* **What to work on**
Tally the lines in the listing below that contain the string "instance", and state only the total.

* **Exercise input**
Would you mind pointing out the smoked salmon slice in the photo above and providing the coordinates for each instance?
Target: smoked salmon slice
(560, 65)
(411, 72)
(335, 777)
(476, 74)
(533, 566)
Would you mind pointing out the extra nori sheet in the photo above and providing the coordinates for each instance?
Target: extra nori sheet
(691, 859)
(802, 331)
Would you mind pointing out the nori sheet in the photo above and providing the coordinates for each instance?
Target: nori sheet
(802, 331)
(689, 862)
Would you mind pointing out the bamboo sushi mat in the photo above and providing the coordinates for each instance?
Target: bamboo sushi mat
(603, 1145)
---
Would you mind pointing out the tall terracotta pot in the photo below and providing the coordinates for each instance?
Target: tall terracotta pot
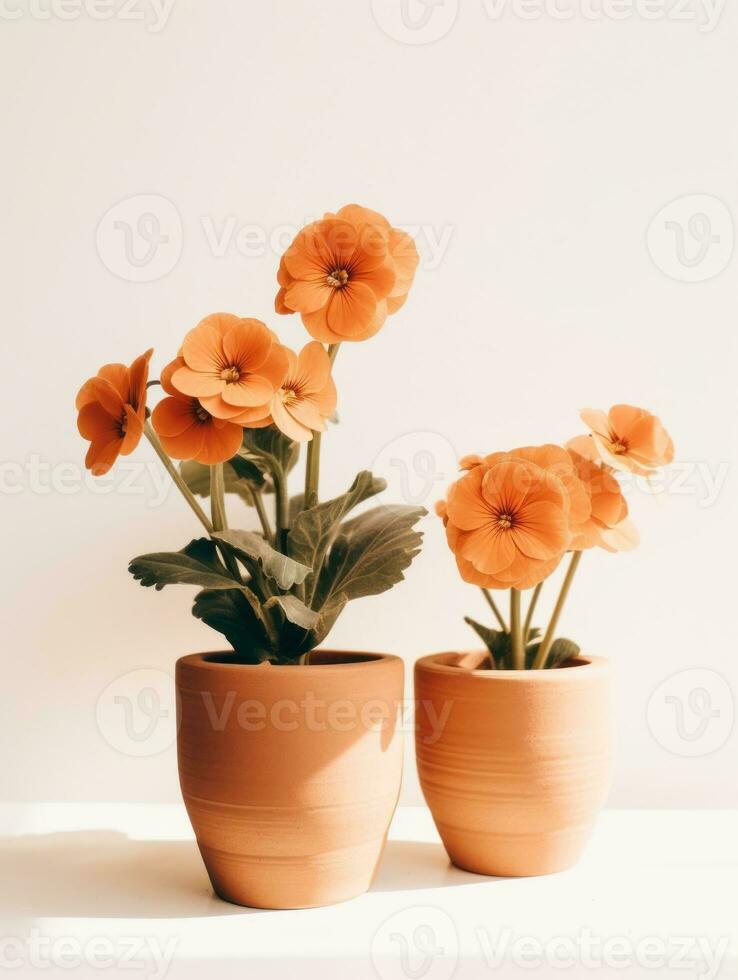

* **Reply to the task**
5